# START OF Selected excerpt

# Perth, Western Australia - Photographic Evolution Of A City



## dallastexjr (Dec 5, 2006)

EVOLUTION OF A CITY

Here are some approximately decade-by-decade pictures of Perth's changing skyline over her 175 year history, from a struggling backwater to a world mining centre...

1829


1847


1856


1870s


1885


1895


1900s


1912


1920s


1935


1940s


1955


1960s


1977


1982


1992


2001


Future Perth


----------



## Xavixav (Jul 27, 2007)

How's life in Perth?


----------



## dallastexjr (Dec 5, 2006)

Never been better, really. Perth has a heap of new buildings going up on the back of it's largest ever resources boom, as well as some exciting infrastructure programmes. The downside is, it's winter right now, and the city sits on some of the best beaches in the world...

How is beautiful Sao Paolo?


----------



## Quall (Feb 15, 2006)

Very interesting. Central Park and Bank West really changed the appearance of the skyline. Not only the height, but also the style. I guess boxy towers were in style in the 60's, 70's, and 80's in Australia, also?

Great skyline, nevertheless. kay:


----------



## dallastexjr (Dec 5, 2006)

Thanks TRMD. We enjoy the view from Kings Park overlooking the city when picnicking.

Not sure we should even go there re the boxy towers. Perth had its first major boom in the goldrush days of the late 19th and early 20th centuries, the legacy of which was some beautiful, albeit modest buildings. 

However, come the 1960s with Western Australia's second major resources boom, many of these buildings and hotels were torn down without a second thought, replaced by the boring boxes, especially down St George's Terrace, the main thoroughfare of the CBD.

As a result, Perth suffers from an acute shortage of decent, world-class heritage buildings, and an over-burden of shameful, boring highrises.

However, the rot eventually stopped, and the next major building flurry of the 80s saw the more interesting towers developed, changing the cityscape dramatically, and blending in with the remaining historic structures.

This latest resources boom on the back of China and India's thirst for metals and energy (yes, Perth has pretty much a single financial dimension) has sparked the latest round of frenzied apartment and commercial office building, many designs rather awful but with a few exceptions, which can be found on this thread:

http://www.skyscrapercity.com/forumdisplay.php?f=199


----------



## Get Perth Moving (Jun 17, 2007)

Perth has a great skyline and it will be enhanced further with proposed foreshore development, which will be lower rise and scaled back from the shoreline. This is going to happen and the Govt are talking governanve models which should be agreed upon within the next month.


----------



## sky_POZ (Jan 9, 2007)

Impresive :cheers:


----------



## Xavixav (Jul 27, 2007)

Winter in "beautiful" São Paulo too, with a cold front sweeping over Southern Brazil, and no insulation whatsoever in the apartments: this city wasn't built for winter.

# END OF Selected excerpt
# START OF Recorded information

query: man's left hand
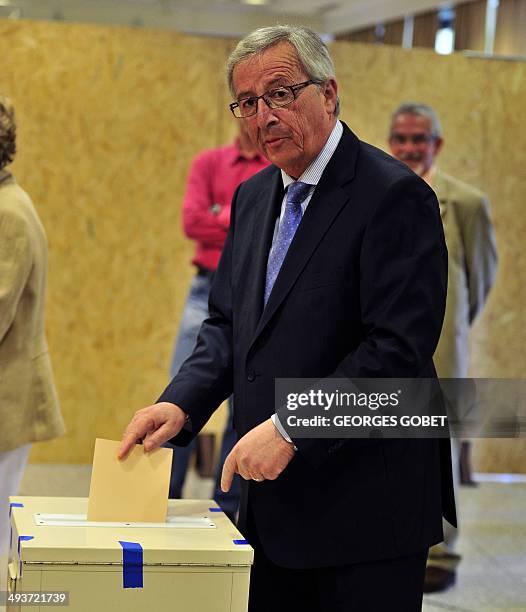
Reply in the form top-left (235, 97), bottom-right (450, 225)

# END OF Recorded information

» Brief
In the Perth skyline thread above, write out the passage from "Great skyline, nevertheless." to "of the CBD." again, swapping "Kings Park" for "Bold Park".

» Task output
Great skyline, nevertheless. kay:


----------



## dallastexjr (Dec 5, 2006)

Thanks TRMD. We enjoy the view from Bold Park overlooking the city when picnicking.

Not sure we should even go there re the boxy towers. Perth had its first major boom in the goldrush days of the late 19th and early 20th centuries, the legacy of which was some beautiful, albeit modest buildings. 

However, come the 1960s with Western Australia's second major resources boom, many of these buildings and hotels were torn down without a second thought, replaced by the boring boxes, especially down St George's Terrace, the main thoroughfare of the CBD.